§ **SET PROBLEM**
Turn the items below into a numbered list, starting with the line that contains "the wood plank" and going on through the final line of the items. Skip any blank lines.

* * * * * * *

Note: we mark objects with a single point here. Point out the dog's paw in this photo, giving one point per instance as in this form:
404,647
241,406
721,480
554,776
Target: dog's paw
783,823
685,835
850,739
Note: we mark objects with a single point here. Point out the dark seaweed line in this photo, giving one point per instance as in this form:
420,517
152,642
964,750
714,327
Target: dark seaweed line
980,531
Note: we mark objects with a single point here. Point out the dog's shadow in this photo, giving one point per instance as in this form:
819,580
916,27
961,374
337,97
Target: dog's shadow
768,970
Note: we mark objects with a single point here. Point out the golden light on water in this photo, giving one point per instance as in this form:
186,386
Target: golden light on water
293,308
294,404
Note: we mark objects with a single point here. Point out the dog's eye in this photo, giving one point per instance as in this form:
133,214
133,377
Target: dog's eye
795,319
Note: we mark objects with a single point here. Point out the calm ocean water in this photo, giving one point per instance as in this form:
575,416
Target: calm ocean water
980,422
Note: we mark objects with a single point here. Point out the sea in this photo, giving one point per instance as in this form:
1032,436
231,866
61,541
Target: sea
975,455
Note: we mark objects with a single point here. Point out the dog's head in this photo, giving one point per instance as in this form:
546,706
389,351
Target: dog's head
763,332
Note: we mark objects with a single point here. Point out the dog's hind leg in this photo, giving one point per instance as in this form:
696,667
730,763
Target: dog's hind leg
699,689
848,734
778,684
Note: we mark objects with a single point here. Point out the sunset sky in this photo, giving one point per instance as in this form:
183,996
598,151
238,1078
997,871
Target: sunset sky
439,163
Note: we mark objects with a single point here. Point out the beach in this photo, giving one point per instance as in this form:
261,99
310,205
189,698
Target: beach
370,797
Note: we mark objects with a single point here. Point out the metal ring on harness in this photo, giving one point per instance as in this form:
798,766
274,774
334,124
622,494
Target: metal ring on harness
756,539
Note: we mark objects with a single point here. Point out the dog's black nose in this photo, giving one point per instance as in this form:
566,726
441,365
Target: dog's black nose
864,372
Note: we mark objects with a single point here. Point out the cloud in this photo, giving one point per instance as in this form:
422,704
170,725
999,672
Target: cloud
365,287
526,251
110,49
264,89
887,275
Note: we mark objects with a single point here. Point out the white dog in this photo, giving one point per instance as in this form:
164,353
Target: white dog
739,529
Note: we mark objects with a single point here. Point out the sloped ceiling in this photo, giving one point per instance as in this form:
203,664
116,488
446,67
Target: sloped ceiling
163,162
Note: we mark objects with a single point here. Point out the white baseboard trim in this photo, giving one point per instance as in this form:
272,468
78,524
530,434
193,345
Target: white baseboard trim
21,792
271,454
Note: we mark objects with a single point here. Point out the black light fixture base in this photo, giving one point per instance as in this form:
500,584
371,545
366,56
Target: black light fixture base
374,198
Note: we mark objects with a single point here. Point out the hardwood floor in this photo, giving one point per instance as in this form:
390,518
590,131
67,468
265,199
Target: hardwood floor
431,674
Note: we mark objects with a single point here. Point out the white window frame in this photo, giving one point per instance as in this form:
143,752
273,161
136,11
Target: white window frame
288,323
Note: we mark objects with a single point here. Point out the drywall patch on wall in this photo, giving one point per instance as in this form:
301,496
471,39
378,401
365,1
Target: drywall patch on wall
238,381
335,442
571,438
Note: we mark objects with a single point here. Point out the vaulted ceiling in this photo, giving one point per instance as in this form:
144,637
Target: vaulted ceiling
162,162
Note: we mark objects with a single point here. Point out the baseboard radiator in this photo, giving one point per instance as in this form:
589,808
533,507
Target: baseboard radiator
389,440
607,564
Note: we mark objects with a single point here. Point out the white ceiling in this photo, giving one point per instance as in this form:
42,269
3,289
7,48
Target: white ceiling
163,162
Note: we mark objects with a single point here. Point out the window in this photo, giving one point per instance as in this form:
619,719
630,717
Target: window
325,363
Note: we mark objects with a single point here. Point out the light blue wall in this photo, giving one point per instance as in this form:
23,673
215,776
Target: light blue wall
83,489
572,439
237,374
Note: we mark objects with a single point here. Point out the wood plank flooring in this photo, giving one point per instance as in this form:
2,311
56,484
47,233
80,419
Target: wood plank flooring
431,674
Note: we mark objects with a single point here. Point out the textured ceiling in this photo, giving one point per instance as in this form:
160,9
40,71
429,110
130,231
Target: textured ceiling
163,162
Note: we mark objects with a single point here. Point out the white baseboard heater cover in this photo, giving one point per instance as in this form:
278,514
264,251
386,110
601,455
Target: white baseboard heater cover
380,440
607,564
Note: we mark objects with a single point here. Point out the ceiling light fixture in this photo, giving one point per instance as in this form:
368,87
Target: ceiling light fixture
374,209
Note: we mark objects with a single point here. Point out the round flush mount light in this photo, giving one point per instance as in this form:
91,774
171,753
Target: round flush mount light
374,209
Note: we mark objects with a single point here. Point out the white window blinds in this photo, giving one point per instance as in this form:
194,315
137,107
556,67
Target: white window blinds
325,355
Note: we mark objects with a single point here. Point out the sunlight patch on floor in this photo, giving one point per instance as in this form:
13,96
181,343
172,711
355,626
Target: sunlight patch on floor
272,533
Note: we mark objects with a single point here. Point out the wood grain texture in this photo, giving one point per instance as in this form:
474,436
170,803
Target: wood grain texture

* * * * * * *

§ **ANSWER TO THE EXERCISE**
1. Note: we mark objects with a single point here. Point out the wood plank flooring in this photo, giving one point per instance as in this form:
2. 2,311
3. 56,484
4. 47,233
5. 80,419
6. Target: wood plank flooring
7. 431,674
8. Note: we mark objects with a single point here. Point out the textured ceiling in this photo, giving one point per instance as in this form:
9. 160,9
10. 40,71
11. 429,110
12. 130,231
13. Target: textured ceiling
14. 163,162
15. Note: we mark objects with a single point here. Point out the white baseboard heater cover in this photo, giving one point per instance as in this form:
16. 278,514
17. 264,251
18. 386,110
19. 601,455
20. Target: white baseboard heater cover
21. 380,440
22. 607,564
23. Note: we mark objects with a single point here. Point out the ceiling light fixture in this photo, giving one point per instance as in this form:
24. 368,87
25. Target: ceiling light fixture
26. 374,209
27. Note: we mark objects with a single point here. Point out the round flush mount light in this photo, giving one point per instance as in this form:
28. 91,774
29. 171,753
30. Target: round flush mount light
31. 374,209
32. Note: we mark objects with a single point here. Point out the white window blinds in this photo, giving one point per instance as in this form:
33. 194,315
34. 137,107
35. 556,67
36. Target: white window blinds
37. 325,355
38. Note: we mark objects with a single point here. Point out the sunlight patch on floor in this photo, giving one point per instance as in this form:
39. 13,96
40. 181,343
41. 172,711
42. 355,626
43. Target: sunlight patch on floor
44. 272,533
45. Note: we mark objects with a single point here. Point out the wood grain texture in this photo, giving one point per instance as in this form:
46. 474,436
47. 170,803
48. Target: wood grain texture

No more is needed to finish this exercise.